Directive A »
In the article on Luther's treatise, what year was The Freedom of the Christian written?
Directive B »
Give the passage of the Luther article from "Martin Luther's treatise" up to and including "in the Scriptures.", swapping "irenic" for "peaceful".

Provided text »
↓↓↓
Article

Servants of Freedom

Rick Ritchie
Thursday, July 5th 2007
Mar/Apr 2000

Martin Luther's treatise The Freedom of the Christian is a wonderful starting point for reading the reformer's works. (1) It was written in 1520, three years after the posting of the "95 Theses," and at a time when the differences between Luther's new theology and Roman dogma had clearly become fundamental. Yet while many of Luther's writings at the time were polemical to refute Roman error, this treatise was unique in being the first real positive exposition of the new evangelical theology. It was also unusual for its irenic tone. In it we can see what Luther was for and not merely what he was against. The position about Christian liberty proves to be robust, coherent, and grounded in the Scriptures.

It is helpful to look at this treatise to see the nature of early Protestantism. By comparing it to Roman writings of the period, we can see how the treatise taught a new way of reading Scripture. Both sides in the debates of the day knew how to marshal proof texts. It might surprise a modern reader to see how many texts the Roman doctrine could produce to support its positions. While these are not the half-verse quotations of today's cultists, cited out of context, they are still the product of a more cursory reading of the texts than that practiced by Luther. The Roman readings would in many cases be quite plausible were it not for the existence of a broader context of Scriptures that put these texts in a different light. Luther's genius was not that he could find texts here or there to support his new theology but that his new theology was the product of a different way of reading Scripture.
↑↑↑
Data records »
↓↓↓
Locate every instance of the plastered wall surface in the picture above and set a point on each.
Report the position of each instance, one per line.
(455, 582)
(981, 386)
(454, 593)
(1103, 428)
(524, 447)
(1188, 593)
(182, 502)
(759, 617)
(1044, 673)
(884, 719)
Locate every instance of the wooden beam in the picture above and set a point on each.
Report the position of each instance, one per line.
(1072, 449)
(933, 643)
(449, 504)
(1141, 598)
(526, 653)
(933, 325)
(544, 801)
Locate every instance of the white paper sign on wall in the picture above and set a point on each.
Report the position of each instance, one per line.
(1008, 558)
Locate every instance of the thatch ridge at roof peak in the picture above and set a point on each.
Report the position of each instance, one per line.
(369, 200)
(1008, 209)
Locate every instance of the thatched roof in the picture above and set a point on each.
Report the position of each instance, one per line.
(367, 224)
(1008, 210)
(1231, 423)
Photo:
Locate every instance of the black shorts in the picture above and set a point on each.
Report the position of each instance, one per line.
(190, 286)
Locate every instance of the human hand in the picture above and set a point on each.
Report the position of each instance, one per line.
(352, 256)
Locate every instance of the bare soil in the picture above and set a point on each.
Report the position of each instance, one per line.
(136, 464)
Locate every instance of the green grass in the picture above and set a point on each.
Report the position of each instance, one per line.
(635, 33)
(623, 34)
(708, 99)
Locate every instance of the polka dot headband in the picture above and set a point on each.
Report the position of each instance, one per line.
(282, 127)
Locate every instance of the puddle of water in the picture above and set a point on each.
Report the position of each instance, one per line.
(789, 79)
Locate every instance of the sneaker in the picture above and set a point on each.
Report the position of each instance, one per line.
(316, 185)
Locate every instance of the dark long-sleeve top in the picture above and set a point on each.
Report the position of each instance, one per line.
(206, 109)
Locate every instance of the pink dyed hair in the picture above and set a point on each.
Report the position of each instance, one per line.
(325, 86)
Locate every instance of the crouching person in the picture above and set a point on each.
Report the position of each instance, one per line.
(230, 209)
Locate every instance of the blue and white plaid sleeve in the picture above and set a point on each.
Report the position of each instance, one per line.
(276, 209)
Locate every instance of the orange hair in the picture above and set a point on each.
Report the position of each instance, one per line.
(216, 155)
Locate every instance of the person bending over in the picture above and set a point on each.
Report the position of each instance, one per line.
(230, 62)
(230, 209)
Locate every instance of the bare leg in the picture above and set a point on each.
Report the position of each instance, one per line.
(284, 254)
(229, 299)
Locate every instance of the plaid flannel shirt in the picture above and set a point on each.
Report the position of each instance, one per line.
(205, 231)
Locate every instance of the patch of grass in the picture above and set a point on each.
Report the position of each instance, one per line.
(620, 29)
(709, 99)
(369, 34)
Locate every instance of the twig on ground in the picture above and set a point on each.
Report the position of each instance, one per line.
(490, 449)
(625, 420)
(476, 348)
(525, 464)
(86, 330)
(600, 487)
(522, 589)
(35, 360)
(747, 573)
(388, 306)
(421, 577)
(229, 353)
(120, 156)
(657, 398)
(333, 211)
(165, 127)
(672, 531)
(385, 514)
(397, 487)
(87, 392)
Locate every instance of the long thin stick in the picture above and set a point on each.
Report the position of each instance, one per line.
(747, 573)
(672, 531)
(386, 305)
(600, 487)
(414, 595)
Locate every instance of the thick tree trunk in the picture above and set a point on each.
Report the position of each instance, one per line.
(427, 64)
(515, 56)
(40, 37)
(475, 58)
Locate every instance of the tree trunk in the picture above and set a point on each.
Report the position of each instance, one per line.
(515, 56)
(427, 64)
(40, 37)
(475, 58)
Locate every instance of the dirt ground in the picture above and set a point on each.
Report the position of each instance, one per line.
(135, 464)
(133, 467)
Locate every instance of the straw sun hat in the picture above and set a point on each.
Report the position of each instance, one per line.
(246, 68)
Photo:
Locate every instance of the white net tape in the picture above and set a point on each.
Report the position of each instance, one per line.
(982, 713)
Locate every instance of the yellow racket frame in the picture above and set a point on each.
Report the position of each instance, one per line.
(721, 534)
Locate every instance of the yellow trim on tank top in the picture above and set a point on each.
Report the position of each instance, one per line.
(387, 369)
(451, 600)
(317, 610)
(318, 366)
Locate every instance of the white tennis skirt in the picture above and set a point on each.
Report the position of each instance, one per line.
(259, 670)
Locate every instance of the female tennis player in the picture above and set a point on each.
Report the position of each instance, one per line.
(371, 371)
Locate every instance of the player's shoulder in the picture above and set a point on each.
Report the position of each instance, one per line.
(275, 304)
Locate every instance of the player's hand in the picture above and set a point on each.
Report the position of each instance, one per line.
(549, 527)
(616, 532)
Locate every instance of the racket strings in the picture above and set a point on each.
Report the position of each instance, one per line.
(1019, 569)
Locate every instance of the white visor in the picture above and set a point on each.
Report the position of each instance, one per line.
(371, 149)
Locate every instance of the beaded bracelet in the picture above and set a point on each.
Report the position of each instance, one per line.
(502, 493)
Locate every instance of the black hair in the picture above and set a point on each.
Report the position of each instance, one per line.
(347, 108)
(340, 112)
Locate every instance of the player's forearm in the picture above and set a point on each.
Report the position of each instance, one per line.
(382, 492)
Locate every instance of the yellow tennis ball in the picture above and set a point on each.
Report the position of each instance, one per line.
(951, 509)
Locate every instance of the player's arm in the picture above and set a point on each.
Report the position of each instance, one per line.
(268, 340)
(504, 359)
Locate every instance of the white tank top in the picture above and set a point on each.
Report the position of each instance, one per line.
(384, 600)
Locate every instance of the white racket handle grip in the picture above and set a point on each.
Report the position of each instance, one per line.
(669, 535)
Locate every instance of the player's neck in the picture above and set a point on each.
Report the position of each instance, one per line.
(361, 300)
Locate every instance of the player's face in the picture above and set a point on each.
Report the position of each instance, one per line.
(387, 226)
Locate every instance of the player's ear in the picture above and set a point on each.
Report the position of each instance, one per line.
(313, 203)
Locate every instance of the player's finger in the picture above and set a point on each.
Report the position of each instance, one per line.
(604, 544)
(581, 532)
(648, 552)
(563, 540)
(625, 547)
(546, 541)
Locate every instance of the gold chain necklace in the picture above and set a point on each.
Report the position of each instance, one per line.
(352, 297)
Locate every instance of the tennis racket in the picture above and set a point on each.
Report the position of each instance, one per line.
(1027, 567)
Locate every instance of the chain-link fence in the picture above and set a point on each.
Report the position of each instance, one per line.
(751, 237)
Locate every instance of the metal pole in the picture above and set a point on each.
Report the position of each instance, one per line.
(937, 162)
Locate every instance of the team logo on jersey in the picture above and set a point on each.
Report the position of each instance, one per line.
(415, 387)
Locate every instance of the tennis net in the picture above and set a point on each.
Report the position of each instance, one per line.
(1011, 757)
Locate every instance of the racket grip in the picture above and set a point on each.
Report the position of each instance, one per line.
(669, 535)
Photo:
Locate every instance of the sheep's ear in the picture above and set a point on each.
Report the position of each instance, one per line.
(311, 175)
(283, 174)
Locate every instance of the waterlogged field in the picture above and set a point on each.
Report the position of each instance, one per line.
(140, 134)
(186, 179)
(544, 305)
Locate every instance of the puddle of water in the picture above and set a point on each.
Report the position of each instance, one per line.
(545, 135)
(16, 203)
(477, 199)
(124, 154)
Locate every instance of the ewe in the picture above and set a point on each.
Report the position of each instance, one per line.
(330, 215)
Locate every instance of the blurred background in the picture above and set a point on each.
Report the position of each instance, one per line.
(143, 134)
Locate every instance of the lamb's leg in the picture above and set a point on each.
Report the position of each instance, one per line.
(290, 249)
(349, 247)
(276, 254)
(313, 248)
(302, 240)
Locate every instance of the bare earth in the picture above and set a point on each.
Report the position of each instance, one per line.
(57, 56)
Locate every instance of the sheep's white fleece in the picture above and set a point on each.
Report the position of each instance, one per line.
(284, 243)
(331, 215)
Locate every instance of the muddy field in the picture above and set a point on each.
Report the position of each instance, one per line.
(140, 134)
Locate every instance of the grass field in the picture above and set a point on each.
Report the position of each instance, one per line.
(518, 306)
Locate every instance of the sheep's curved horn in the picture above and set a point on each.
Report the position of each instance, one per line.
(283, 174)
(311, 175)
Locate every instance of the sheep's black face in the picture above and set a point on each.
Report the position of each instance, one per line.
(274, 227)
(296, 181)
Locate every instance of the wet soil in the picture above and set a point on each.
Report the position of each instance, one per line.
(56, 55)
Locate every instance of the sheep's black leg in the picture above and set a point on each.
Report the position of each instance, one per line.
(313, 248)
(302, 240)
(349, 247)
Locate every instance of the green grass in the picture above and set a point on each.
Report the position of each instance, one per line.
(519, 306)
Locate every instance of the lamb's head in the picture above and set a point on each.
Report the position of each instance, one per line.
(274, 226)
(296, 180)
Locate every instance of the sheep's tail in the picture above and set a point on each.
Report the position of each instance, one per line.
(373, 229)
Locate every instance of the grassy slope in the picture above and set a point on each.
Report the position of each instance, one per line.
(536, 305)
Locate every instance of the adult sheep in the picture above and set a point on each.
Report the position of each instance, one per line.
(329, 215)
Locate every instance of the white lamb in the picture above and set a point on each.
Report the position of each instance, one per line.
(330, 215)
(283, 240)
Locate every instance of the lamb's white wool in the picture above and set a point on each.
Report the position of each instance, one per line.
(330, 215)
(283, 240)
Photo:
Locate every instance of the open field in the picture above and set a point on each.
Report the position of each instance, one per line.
↑↑↑
Reply A »
1520

Reply B »
Martin Luther's treatise The Freedom of the Christian is a wonderful starting point for reading the reformer's works. (1) It was written in 1520, three years after the posting of the "95 Theses," and at a time when the differences between Luther's new theology and Roman dogma had clearly become fundamental. Yet while many of Luther's writings at the time were polemical to refute Roman error, this treatise was unique in being the first real positive exposition of the new evangelical theology. It was also unusual for its peaceful tone. In it we can see what Luther was for and not merely what he was against. The position about Christian liberty proves to be robust, coherent, and grounded in the Scriptures.